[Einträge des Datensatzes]
######
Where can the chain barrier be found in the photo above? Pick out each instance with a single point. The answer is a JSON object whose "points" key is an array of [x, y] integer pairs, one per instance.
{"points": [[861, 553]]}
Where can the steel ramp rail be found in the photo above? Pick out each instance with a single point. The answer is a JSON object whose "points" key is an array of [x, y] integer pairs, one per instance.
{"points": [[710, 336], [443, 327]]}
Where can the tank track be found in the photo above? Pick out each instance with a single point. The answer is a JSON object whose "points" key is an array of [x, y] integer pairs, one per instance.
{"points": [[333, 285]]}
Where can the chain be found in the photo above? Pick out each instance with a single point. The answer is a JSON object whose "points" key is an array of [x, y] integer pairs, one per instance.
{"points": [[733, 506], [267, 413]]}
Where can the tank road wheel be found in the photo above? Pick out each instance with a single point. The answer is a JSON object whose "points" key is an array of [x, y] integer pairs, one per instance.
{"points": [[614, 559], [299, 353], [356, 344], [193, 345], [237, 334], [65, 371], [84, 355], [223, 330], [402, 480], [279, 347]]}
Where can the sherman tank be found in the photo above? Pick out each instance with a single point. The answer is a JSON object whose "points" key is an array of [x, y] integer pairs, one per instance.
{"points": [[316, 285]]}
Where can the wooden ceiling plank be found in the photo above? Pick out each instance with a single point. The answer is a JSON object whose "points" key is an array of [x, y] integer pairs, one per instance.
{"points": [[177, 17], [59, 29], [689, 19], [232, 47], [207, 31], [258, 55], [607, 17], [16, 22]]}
######
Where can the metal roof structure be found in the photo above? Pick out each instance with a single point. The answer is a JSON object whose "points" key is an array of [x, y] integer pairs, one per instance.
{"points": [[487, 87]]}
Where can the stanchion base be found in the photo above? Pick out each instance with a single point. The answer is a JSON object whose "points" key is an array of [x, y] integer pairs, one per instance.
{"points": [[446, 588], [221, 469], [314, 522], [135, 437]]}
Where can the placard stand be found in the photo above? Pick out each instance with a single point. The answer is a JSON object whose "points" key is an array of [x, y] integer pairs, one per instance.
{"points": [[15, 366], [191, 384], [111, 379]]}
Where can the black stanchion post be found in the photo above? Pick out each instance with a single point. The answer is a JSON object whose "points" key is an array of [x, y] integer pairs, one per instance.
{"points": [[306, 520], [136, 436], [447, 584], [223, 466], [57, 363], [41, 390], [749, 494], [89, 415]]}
######
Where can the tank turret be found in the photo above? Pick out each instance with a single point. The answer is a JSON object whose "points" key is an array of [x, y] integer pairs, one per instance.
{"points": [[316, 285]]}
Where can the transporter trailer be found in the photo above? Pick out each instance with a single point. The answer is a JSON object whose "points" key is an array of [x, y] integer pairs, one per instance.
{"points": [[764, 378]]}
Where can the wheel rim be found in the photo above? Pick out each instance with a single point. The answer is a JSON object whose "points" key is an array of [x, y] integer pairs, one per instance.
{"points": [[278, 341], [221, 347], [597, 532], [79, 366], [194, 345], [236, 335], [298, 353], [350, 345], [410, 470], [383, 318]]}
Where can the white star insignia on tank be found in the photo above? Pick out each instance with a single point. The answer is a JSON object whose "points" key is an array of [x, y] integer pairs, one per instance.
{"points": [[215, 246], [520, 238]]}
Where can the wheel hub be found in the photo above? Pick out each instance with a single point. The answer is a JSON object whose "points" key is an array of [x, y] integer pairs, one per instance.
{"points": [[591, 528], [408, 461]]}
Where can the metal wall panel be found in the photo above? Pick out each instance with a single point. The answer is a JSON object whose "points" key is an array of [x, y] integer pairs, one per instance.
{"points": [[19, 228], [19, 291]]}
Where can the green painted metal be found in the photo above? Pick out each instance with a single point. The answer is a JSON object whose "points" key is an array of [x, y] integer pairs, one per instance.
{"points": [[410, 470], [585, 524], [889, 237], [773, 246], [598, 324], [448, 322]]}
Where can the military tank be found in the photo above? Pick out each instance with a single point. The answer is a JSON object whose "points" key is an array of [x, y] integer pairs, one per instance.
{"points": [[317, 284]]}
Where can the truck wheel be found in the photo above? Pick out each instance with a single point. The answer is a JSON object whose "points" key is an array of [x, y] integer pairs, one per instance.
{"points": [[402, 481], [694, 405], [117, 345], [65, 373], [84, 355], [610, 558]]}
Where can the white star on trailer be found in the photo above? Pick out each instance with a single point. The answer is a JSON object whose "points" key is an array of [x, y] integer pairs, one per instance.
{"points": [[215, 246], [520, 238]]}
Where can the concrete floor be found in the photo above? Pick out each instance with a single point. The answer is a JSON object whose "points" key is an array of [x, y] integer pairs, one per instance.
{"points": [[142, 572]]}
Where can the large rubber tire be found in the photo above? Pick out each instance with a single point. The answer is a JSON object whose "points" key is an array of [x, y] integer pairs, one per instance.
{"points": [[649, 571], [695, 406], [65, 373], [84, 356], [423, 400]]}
######
* AUFGABENSTELLUNG *
Gib jede Zeile der obigen Einträge unverändert zurück, in der das Wort „wheel“ vorkommt.

* ANTWORT *
Where can the tank road wheel be found in the photo above? Pick out each instance with a single point. The answer is a JSON object whose "points" key is an array of [x, y] integer pairs, one per instance.
Where can the wheel rim be found in the photo above? Pick out each instance with a single point. The answer is a JSON object whose "points" key is an array of [x, y] integer pairs, one per instance.
Where can the wheel hub be found in the photo above? Pick out each instance with a single point. The answer is a JSON object whose "points" key is an array of [x, y] integer pairs, one per instance.
Where can the truck wheel be found in the photo above? Pick out each instance with a single point. The answer is a JSON object whose "points" key is an array of [x, y] integer pairs, one per instance.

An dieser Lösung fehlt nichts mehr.